*What is needed*.
Reproduce the material from the line containing "of the finger." through the end of the material, inclusive, substituting "inventory review" for "retail-shelf audit" and leaving everything else unchanged.

--- START Material for this exercise ---

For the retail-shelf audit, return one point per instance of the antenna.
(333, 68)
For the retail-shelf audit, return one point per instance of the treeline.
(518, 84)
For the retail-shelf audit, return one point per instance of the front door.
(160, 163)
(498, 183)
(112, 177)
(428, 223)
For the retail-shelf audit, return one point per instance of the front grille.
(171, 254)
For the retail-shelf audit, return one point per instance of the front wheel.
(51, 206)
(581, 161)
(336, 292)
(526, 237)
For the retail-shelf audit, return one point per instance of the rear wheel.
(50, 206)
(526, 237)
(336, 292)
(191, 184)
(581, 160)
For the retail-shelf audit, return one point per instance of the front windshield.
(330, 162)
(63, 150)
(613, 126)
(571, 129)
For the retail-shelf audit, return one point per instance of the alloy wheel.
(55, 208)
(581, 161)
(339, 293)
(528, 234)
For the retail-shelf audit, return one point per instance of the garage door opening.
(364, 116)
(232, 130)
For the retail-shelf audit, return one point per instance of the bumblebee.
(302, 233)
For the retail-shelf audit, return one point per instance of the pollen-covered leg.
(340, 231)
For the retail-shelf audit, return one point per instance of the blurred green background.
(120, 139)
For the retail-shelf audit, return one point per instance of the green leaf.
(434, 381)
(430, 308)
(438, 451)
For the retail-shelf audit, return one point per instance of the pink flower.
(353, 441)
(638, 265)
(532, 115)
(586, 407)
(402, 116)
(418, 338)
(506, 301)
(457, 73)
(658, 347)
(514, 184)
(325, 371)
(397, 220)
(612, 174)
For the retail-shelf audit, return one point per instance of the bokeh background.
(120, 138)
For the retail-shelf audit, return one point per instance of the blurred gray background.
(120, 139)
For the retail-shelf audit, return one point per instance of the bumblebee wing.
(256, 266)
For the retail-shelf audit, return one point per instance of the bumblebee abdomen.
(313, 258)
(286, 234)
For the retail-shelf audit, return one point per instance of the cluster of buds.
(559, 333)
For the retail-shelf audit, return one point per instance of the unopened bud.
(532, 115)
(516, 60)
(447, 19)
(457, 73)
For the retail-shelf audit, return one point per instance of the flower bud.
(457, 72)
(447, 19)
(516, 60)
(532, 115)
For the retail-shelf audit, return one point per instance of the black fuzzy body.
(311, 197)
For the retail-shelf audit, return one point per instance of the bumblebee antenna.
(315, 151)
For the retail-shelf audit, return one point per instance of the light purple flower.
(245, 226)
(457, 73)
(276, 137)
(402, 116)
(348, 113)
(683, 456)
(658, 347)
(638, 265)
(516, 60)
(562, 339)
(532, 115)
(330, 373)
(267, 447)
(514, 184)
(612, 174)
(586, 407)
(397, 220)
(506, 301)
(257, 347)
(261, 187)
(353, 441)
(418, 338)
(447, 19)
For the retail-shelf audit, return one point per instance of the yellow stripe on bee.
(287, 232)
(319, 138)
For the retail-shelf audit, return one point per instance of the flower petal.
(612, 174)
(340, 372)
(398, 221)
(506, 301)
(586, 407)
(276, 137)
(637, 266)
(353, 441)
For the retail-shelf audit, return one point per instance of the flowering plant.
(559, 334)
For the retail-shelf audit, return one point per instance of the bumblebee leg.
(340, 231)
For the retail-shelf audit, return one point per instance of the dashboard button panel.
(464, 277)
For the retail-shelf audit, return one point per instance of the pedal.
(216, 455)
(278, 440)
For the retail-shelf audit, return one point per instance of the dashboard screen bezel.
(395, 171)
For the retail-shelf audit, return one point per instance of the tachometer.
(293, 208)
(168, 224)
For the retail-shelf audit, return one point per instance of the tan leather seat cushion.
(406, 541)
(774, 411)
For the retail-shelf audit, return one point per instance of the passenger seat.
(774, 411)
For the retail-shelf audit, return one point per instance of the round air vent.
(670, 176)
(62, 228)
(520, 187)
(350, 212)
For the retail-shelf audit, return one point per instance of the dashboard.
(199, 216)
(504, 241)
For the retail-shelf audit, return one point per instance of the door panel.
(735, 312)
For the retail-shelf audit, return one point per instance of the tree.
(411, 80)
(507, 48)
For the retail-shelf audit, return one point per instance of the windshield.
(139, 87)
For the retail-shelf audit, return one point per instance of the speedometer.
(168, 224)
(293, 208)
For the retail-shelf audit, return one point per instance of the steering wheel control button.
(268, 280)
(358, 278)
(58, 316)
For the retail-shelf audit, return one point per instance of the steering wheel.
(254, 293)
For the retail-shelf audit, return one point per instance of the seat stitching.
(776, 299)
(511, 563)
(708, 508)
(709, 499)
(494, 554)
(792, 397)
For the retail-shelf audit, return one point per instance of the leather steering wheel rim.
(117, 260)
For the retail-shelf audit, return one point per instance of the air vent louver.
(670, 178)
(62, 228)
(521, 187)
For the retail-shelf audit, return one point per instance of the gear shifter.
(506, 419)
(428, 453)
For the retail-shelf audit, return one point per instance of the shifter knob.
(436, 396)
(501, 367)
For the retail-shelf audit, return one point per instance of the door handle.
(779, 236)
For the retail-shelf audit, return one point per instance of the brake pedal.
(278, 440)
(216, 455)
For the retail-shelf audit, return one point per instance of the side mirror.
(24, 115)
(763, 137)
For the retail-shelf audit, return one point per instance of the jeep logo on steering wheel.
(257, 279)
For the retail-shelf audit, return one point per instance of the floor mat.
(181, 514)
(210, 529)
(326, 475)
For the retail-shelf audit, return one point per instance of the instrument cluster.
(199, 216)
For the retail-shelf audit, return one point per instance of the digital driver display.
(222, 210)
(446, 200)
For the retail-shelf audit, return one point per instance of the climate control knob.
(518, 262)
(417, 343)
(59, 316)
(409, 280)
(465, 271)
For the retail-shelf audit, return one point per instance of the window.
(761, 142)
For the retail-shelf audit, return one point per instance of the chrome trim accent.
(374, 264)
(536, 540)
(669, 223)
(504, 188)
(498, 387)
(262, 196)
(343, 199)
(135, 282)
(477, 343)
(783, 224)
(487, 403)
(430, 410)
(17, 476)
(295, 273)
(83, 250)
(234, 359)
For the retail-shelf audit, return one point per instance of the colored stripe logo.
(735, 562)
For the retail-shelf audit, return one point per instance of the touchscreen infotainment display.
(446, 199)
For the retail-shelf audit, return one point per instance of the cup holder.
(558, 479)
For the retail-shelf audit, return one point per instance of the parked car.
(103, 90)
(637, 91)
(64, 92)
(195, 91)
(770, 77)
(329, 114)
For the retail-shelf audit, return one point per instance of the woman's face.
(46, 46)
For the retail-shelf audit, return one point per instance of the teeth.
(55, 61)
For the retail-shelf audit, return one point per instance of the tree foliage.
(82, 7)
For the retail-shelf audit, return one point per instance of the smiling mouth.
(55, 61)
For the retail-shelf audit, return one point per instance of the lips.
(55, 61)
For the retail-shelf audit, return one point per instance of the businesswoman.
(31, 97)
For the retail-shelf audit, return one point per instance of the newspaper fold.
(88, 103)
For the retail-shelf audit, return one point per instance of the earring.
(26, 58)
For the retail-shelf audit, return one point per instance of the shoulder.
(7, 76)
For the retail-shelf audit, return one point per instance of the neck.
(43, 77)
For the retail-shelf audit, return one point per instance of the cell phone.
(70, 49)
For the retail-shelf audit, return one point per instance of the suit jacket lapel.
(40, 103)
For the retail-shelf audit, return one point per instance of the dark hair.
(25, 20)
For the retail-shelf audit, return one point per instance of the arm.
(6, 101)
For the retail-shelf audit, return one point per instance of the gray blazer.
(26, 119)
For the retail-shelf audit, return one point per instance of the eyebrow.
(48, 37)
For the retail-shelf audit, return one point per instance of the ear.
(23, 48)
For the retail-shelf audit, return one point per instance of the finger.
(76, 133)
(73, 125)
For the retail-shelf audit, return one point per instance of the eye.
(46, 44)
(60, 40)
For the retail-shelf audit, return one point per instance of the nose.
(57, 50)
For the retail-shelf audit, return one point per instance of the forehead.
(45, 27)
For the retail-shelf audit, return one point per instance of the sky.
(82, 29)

--- END Material for this exercise ---

*Worked answer*.
For the inventory review, return one point per instance of the finger.
(76, 133)
(73, 125)
For the inventory review, return one point per instance of the eye.
(46, 44)
(60, 40)
For the inventory review, return one point per instance of the nose.
(57, 50)
For the inventory review, return one point per instance of the forehead.
(45, 27)
For the inventory review, return one point per instance of the sky.
(82, 29)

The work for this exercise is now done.